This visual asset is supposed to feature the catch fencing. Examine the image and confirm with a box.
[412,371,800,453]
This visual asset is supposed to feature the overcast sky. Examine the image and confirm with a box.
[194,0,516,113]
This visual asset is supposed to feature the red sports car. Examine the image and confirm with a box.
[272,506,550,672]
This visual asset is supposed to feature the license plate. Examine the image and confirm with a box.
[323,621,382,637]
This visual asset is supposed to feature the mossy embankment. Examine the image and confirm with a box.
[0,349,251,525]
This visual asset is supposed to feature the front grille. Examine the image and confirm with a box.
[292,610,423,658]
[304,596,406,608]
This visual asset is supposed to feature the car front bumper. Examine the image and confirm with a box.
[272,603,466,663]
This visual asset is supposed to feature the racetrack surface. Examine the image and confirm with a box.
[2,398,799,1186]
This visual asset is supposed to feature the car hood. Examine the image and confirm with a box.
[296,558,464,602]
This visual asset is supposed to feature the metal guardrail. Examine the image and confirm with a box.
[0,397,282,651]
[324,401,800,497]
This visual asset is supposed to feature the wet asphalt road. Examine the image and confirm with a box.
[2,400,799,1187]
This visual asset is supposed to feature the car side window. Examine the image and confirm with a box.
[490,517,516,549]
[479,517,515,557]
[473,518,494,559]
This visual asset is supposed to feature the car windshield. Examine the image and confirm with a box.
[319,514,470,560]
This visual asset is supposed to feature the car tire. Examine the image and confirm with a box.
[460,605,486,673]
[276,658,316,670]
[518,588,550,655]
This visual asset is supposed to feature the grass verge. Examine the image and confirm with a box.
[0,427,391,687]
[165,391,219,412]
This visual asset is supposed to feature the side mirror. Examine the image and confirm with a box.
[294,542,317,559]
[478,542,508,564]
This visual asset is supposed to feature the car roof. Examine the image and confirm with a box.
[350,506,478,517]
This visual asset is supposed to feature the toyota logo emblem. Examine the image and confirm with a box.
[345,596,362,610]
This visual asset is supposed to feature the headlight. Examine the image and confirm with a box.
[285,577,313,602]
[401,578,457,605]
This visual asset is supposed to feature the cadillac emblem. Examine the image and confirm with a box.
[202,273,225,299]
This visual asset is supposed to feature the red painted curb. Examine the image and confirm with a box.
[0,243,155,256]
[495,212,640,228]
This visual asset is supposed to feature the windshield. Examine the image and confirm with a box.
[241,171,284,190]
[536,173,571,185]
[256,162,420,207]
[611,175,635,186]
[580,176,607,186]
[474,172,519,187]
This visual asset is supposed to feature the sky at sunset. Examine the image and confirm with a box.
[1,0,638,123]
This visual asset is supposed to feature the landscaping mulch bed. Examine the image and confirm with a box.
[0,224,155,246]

## What you have to do
Write the records out in full, exactly as they read above.

## Output for this exercise
This visual asset is supposed to feature the catch fencing. Examine the image and confirm with a box.
[412,371,800,453]
This visual asset is supposed to feature the overcast sky. Examine the image and confirm with a box.
[194,0,516,113]
This visual asset is supposed to feature the red sports car. Examine the image and confirm with a box.
[272,506,550,672]
This visual asset is supposed to feature the license plate. Examine the image and confirm with a box.
[323,621,382,637]
This visual asset is supposed to feature the mossy embankment. Examine the image and confirm with a box.
[0,349,251,525]
This visual asset is supposed to feature the front grille. Examine the image and confirm with a box.
[292,610,423,658]
[304,596,406,608]
This visual asset is supposed to feature the car front bumper. Examine the image and confirm with a box.
[272,603,466,663]
This visual asset is supposed to feature the racetrack surface. Examine the image and confirm with a box.
[2,398,799,1186]
This visual asset is supposed to feature the car hood. Examine the image and confirm with a box.
[296,558,464,602]
This visual asset is supposed to feature the metal guardrail. Examine the image and confirm with a box.
[0,397,282,651]
[324,401,800,497]
This visual asset is supposed to feature the wet asphalt road. Examine the image and confirm with a box.
[2,400,799,1187]
This visual asset is supposed to feature the car side window. Examine the image and confirm with a box.
[490,517,516,549]
[479,517,515,557]
[473,518,494,559]
This visual asset is supposed to feature the car windshield. Examine the image and confirm with a box.
[319,514,470,560]
This visual asset is supposed to feature the car tire. Examine the image and confirm with a box.
[460,605,486,673]
[276,658,316,670]
[518,588,550,655]
This visual asset is supposed to feature the grass verge. Examine the image and confirm with a box.
[0,427,391,687]
[165,391,219,412]
This visual asset is supposed to feature the side mirror. Examine the image and confirm with a box.
[294,542,317,559]
[478,542,508,564]
This visual asset is supposed to feature the car roof. Examine the image and confirm with a box.
[350,506,478,517]
This visual asset is supposed to feature the toyota logo emblem. Examine the image and confirm with a box.
[345,596,362,610]
This visual asset is supposed to feature the headlight. Examine the image and confirm with a box.
[285,577,313,602]
[401,578,457,605]
This visual asset is supposed to feature the cadillac emblem. Examine the image and confirm with a box.
[202,273,225,299]
This visual asset is supposed to feature the red painted curb. Examine the image and confirm with a box.
[0,243,155,256]
[495,212,640,228]
This visual asset is supposed to feature the windshield. Examine the image and confirm with a box.
[241,171,284,190]
[536,173,571,185]
[256,162,420,207]
[611,175,635,186]
[580,176,607,186]
[474,172,519,187]
This visual asset is supposed to feature the sky at sunset. Examine the image and confirm with a box.
[1,0,638,123]
This visual asset is supposed to feature the landscaping mulch bed. Examine the image and confirm with a box.
[0,224,155,246]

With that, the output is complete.